-- To be done --
**A.** In the forum thread on twice-weekly training, reproduce the passage starting with "## Greyphantom (Oct" and going on through "fri and mon...", swapping "squats" for "front squats".
**B.** According to the forum thread on twice-weekly training, what kind of split had guvnor82 always done?
**C.** List each distinct training session in the routine shaunmac posts in the forum thread on twice-weekly training.

-- Document segment --
######

# anyone train muscle twice a week?



## guvnor82 (Oct 23, 2011)

never done it myself (always done 4 day split)

your opinions on it better/worse?


----------



## shaunmac (Aug 13, 2010)

Ive started doing this because of my new shifts, dont know if it proper counts as twice a week due to rests.

Chest + Back

Legs

Shoulders + Triceps

Deadlift + Biceps + forearms

Chest + Back

Legs

3 or 4 days off

Repeat

Im enjoying it to be honest, MASSIVE pump on chest + back days, by the end of my workout ive got that much blood in my chest and back im nearly ready to be sick or pass out!

thanks

shaun


----------



## guvnor82 (Oct 23, 2011)

never trained chest and back together don't like training 2 big muscle groups together.


----------



## NitroJoe (Mar 10, 2012)

Started doing Chest on Mon *&* Fri to see if I can bring it up proportion. So far my strength and weight has increased but haven't actually got the tape out


----------



## dtlv (Jul 24, 2009)

Provided training volume is not too high, training big bodyparts two or even three times a week is fine.

Balancing intensity and volume vs frequency is what developing an effective routine is all about.


----------



## martin brown (Dec 31, 2008)

I train the whole upper body twice a week.


----------



## Rick89 (Feb 27, 2009)

i train most muscles twice a week and sometimes 3-4 depending on my training routine at the time


----------



## Proteen Paul (Apr 6, 2012)

guvnor82 said:


> never done it myself (always done 4 day split)
> 
> your opinions on it better/worse?


Give it a try for a month Guv, its good to mix it up and keep your muscles guessing. You'll have to cut back on the number of sets, maybe heavy weight low reps, low sets. "Dorian" style.

Personally i need a little extra rest to avoid injury. Muscles always re-coop quicker the tendons and ligaments will due to blood supply. Try it and let me know how it goes.......


----------



## Milky (Nov 30, 2008)

anab0lic said:


> As long as you are progressively overloading with more reps/weight etc each session you are growing much faster than the 1x a week *fools..*.


Sorry ???

Who are you reffering to as " fools " ?


----------



## Greyphantom (Oct 23, 2003)

Milky said:


> Sorry ???
> 
> Who are you reffering to as " fools " ?


well if you dont knoooow... 

I do... max effort lifts and dynamic effort lifts... squats mon and wed, bench wed and fri and deads fri and mon...


----------



## Stuey (Mar 23, 2012)

Milky, did you just Neg the Guy yourself? Your Neg power is terrifying (if you did it)!


----------



## Milky (Nov 30, 2008)

Stuey said:


> Milky, did you just Neg the Guy yourself? Your Neg power is terrifying (if you did it)!

######

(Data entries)
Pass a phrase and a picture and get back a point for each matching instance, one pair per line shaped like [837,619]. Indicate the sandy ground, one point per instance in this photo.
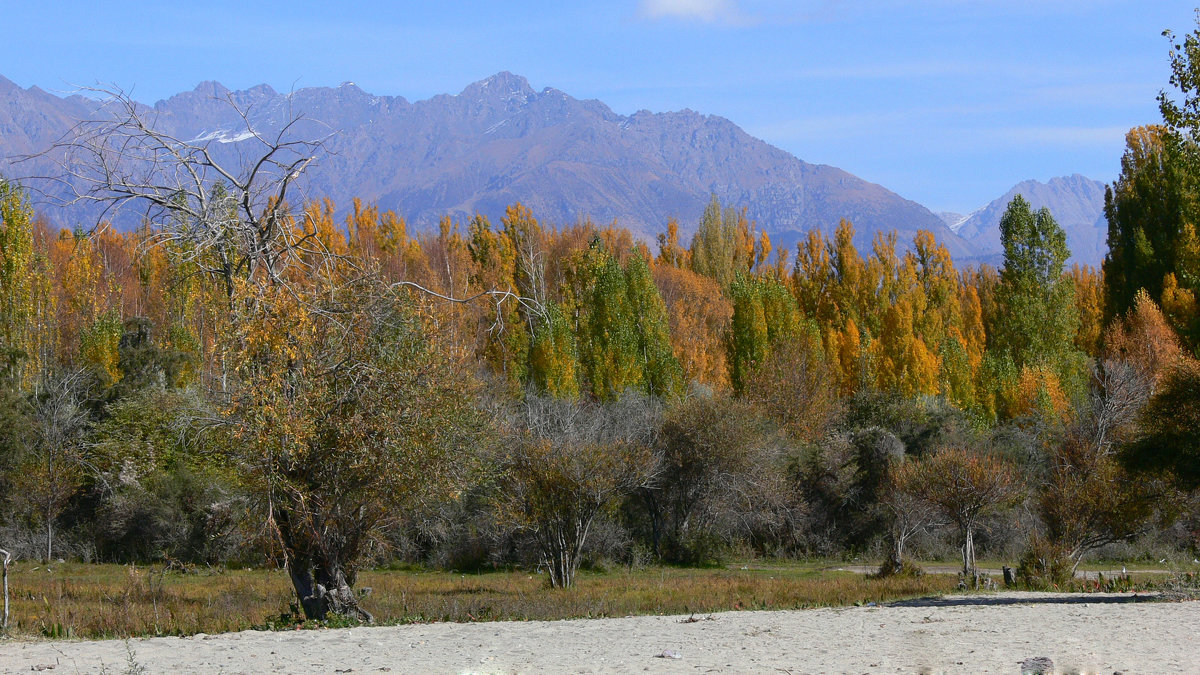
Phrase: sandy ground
[1093,633]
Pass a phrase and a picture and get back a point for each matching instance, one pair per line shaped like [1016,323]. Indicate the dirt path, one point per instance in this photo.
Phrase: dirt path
[1089,633]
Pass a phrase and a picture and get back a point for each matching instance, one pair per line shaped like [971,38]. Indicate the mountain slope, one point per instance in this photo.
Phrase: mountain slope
[1075,202]
[498,142]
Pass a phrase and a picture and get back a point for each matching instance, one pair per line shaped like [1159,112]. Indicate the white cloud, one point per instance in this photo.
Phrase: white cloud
[707,11]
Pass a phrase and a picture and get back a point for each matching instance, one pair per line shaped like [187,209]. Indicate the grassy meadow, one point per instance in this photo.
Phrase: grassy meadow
[113,601]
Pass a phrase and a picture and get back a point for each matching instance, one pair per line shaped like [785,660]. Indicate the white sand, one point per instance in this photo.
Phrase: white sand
[976,634]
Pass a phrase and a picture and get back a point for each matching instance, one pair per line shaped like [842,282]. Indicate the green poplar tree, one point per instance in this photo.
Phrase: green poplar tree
[1037,317]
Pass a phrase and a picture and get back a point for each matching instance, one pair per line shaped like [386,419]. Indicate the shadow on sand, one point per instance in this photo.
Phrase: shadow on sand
[1027,598]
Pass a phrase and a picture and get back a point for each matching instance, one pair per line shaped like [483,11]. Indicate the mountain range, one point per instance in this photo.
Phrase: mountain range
[499,141]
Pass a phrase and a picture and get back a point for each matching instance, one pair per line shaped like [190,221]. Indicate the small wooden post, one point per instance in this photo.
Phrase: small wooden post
[7,559]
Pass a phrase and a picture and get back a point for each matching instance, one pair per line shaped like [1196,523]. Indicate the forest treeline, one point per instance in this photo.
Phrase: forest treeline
[279,386]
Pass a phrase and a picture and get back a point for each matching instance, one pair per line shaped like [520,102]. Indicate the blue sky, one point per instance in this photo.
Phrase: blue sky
[948,102]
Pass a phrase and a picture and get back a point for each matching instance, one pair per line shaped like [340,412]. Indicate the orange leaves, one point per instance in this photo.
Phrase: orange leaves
[1146,340]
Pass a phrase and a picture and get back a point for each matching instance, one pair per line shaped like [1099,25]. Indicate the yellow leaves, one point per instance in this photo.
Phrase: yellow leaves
[697,315]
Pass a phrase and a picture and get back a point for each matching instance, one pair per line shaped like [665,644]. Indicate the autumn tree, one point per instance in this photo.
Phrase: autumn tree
[697,317]
[723,245]
[18,356]
[343,404]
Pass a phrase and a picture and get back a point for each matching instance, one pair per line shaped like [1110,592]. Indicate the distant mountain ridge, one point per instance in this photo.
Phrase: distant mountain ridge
[1077,203]
[498,142]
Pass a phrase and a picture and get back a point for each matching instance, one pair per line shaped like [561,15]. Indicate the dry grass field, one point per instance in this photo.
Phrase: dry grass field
[112,601]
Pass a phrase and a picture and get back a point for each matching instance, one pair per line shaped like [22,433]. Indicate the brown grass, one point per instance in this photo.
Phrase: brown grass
[105,601]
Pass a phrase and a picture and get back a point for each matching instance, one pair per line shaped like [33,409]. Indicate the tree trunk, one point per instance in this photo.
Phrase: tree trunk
[325,590]
[894,562]
[6,559]
[49,536]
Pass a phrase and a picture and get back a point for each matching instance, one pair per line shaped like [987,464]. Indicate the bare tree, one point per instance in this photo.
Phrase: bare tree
[569,464]
[54,464]
[6,561]
[231,219]
[310,377]
[965,485]
[909,511]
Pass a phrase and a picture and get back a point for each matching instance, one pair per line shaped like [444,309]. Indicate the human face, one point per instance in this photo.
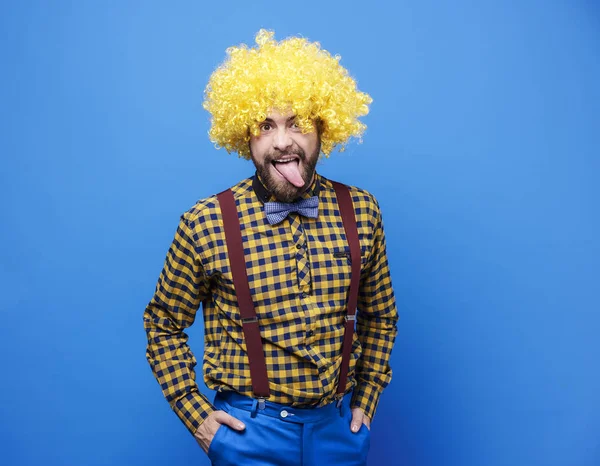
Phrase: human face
[285,158]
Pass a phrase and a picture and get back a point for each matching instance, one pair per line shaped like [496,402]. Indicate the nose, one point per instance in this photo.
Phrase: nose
[282,139]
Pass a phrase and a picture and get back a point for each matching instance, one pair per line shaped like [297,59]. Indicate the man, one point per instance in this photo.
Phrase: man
[296,385]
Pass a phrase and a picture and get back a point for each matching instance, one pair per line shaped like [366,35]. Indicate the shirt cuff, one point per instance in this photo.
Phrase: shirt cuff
[193,409]
[366,397]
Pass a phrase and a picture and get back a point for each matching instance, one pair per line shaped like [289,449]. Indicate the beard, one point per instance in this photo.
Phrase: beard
[283,190]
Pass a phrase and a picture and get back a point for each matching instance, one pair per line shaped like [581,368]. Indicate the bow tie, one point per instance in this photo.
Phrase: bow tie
[278,211]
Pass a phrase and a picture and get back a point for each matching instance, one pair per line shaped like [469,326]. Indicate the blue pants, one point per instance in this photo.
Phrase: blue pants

######

-- Answers to the exercises --
**A.**
## Greyphantom (Oct 23, 2003)

Milky said:


> Sorry ???
> 
> Who are you reffering to as " fools " ?


well if you dont knoooow... 

I do... max effort lifts and dynamic effort lifts... front squats mon and wed, bench wed and fri and deads fri and mon...

**B.** A 4 day split.

**C.**
- Chest + Back
- Legs
- Shoulders + Triceps
- Deadlift + Biceps + forearms